B.C. forests face worker shortage as demand for reforestation soars

B.C.'s forests are in need of millions of new trees, but reports suggest there might not be enough qualified workers to plant them.

Workers deterred by stagnant wages while businesses struggle to retain qualified staff

Tree planting has long had a reputation as a high-wage job for young adults, but wages in B.C. have been stagnant for more than a decade. (Connor Johnstone)

Dave Robinson is no rookie tree planter.

After a steady campaign planting nearly 300,000 trees across B.C., Alberta and Quebec this year, the veteran planter says he earned about $30,000 for 95 days of work.

"I like working in the field, and I like generating wealth," said Robinson when asked why he keeps returning to what's often described as a gruelling job.

But after five years in the industry, Robinson admits he's had his highs and lows. Last year, he got into a labour dispute with an employer after his piece work wages worked out to be below B.C.'s minimum wage.

"My gross pay was $355 for 55 hours of work," he said, noting that he did eventually get paid the difference after working with labour regulators to resolve the dispute.

Robinson's experience is not unique.

In recent years, many tree planters in B.C. have reported earnings below minimum wage, despite the industry having a reputation of high earnings and hard work.

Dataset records
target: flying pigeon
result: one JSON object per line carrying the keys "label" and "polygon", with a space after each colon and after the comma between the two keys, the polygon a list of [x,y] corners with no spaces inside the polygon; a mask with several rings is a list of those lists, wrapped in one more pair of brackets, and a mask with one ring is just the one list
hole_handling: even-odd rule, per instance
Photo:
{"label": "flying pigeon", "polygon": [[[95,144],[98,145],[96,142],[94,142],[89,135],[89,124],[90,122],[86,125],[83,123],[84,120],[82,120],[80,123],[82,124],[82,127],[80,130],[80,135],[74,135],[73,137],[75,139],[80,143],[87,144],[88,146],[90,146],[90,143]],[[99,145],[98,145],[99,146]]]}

WORK TO COMPLETE =
1 – Edit the article on B.C. tree planting: give it again starting at "Dave Robinson is" and ending at "resolve the dispute.", with "veteran planter" replaced by "experienced planter".
2 – For each statement, say whether the article on B.C. tree planting agrees with it, answering yes or no and quoting the deciding words: (a) Robinson planted trees in Ontario this year. (b) Robinson has spent five years in the industry. (c) Tree planting wages in B.C. have been stagnant for more than a decade.
3 – According to the article on B.C. tree planting, how many days of work did Robinson do for about $30,000?
The items aren't needed here.

RESULTS IN ORDER =
1 –
Dave Robinson is no rookie tree planter.

After a steady campaign planting nearly 300,000 trees across B.C., Alberta and Quebec this year, the experienced planter says he earned about $30,000 for 95 days of work.

"I like working in the field, and I like generating wealth," said Robinson when asked why he keeps returning to what's often described as a gruelling job.

But after five years in the industry, Robinson admits he's had his highs and lows. Last year, he got into a labour dispute with an employer after his piece work wages worked out to be below B.C.'s minimum wage.

"My gross pay was $355 for 55 hours of work," he said, noting that he did eventually get paid the difference after working with labour regulators to resolve the dispute.

2 –
(a) No: "across B.C., Alberta and Quebec this year"
(b) Yes: "after five years in the industry"
(c) Yes: "wages in B.C. have been stagnant for more than a decade"

3 – 95 days.